* Exercise requirements *
Copy the lines below word for word, from the line containing "-- locate the bright" through the line containing "[544,230,574,255]", including both of those lines.

* Data supplied *
## start
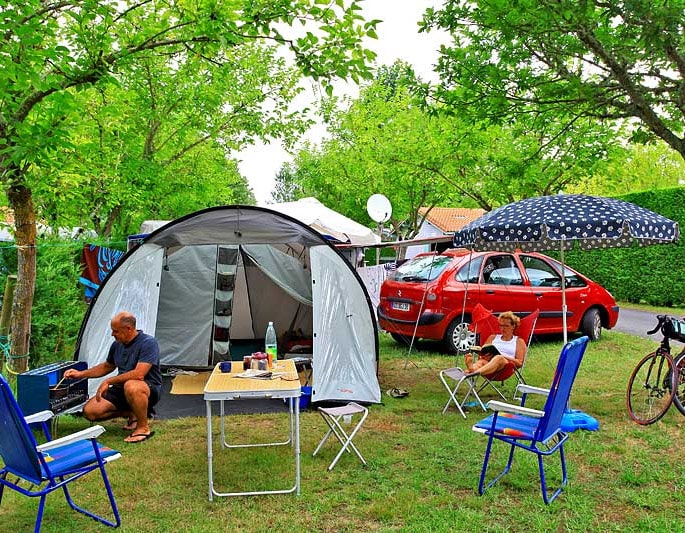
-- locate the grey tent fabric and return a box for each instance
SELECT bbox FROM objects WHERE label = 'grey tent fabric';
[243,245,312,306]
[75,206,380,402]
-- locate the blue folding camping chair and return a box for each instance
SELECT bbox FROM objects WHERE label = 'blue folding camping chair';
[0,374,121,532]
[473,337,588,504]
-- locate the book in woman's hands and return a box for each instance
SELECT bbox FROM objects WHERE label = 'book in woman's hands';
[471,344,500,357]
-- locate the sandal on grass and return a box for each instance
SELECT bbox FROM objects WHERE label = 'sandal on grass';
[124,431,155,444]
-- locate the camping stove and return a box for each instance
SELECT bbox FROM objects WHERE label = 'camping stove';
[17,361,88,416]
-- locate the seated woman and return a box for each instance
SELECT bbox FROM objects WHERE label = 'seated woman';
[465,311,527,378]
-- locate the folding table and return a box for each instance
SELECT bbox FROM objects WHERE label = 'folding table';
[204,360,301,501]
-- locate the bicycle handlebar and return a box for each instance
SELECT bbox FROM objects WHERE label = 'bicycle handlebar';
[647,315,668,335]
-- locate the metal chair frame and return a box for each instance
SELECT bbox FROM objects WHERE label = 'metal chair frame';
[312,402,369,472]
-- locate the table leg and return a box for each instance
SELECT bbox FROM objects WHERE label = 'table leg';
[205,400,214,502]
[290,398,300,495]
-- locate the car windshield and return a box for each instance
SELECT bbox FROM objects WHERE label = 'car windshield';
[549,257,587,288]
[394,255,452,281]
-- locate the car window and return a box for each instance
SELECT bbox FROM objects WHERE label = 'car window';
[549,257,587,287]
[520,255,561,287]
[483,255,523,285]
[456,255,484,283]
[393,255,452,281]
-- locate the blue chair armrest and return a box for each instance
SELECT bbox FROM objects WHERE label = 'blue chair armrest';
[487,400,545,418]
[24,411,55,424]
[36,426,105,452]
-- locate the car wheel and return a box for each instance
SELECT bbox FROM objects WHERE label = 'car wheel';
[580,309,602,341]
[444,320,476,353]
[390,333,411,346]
## end
## start
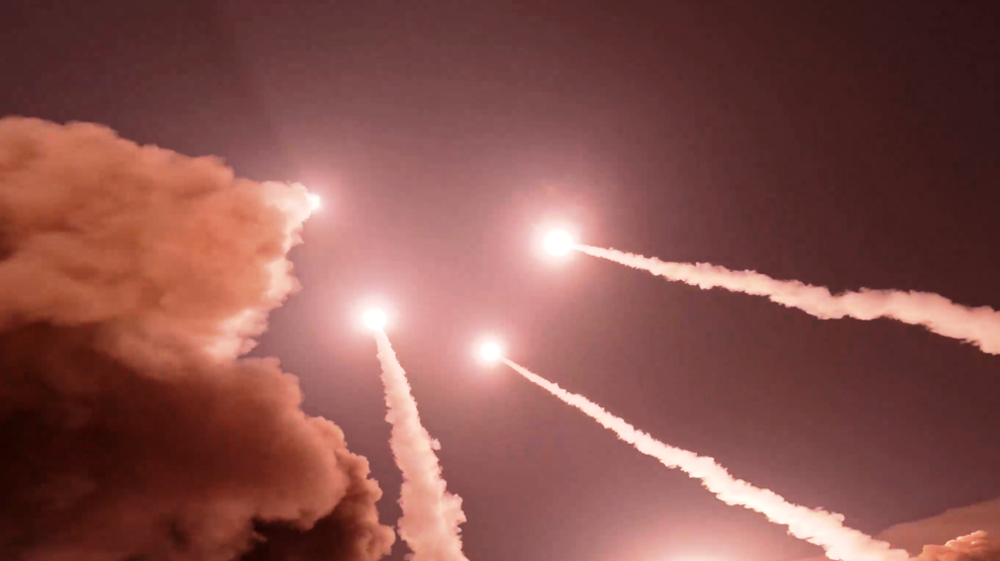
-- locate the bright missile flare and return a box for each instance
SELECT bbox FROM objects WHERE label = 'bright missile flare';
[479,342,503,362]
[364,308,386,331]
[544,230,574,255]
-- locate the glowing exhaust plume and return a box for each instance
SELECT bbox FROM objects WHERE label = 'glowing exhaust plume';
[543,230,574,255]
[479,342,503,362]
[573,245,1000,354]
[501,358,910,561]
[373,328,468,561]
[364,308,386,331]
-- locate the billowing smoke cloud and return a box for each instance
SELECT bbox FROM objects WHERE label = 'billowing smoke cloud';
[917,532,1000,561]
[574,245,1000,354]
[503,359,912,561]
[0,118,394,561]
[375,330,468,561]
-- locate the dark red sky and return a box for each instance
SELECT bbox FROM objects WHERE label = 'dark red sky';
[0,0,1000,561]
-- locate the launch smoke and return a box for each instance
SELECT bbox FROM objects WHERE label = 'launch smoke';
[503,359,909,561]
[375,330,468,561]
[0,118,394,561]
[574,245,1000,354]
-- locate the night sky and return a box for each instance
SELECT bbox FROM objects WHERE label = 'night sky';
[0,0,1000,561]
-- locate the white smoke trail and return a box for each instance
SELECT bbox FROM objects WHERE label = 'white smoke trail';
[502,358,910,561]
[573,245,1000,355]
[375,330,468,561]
## end
* Result for this exercise *
-- locate the bright missile flare and return a box for each instance
SELECT bbox FROM objects WHERE label = 'bright missile flare';
[479,342,503,362]
[364,308,386,331]
[544,230,574,255]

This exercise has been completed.